## Work required
Lay out these lines as a numbered list, with blank lines left out.

- - - - - - -

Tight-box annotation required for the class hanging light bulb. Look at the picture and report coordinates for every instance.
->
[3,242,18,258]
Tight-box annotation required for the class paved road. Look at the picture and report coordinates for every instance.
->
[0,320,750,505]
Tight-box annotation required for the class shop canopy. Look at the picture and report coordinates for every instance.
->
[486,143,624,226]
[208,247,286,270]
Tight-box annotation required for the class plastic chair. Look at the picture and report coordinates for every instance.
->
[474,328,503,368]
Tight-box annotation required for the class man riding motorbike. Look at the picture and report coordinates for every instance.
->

- - - - - - -

## Exercise result
1. Tight-box annotation required for the class hanging light bulb. Look at the picture and report coordinates for every instance.
2. ->
3. [3,242,18,258]
4. Tight-box annotation required for the class paved road. Look at the picture and report coordinates for every instance.
5. ->
6. [0,320,750,505]
7. Tight-box annotation required for the class shop canopy. Look at the picture and report coordinates for every instance.
8. ->
9. [486,143,624,226]
10. [208,247,286,270]
11. Tight-box annotation required for the class plastic chair. Look at the picture and report coordinates for every instance.
12. ->
13. [474,328,503,368]
14. Tight-box annotation required for the class man riding motorbike. Look at the picture and report coordinates for every instance.
15. ->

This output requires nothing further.